## [Supplied material]

+++

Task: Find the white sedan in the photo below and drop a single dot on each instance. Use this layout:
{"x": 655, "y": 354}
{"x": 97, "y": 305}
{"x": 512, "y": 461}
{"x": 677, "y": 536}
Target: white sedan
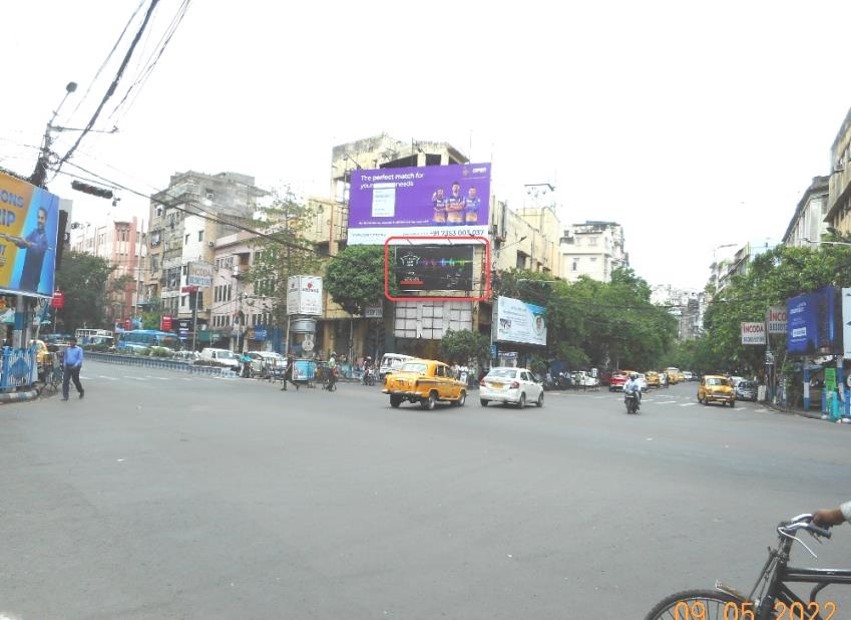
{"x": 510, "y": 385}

+++

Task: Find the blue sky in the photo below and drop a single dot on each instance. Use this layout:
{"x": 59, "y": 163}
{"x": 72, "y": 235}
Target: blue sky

+++

## [What the exercise asks]
Copy the lines word for word, starting at the line containing "Task: Find the blue" and ending at the line containing "Target: blue sky".

## [Result below]
Task: Find the blue sky in the photo below and drop a single dot on each instance. Use this layout:
{"x": 59, "y": 163}
{"x": 72, "y": 235}
Target: blue sky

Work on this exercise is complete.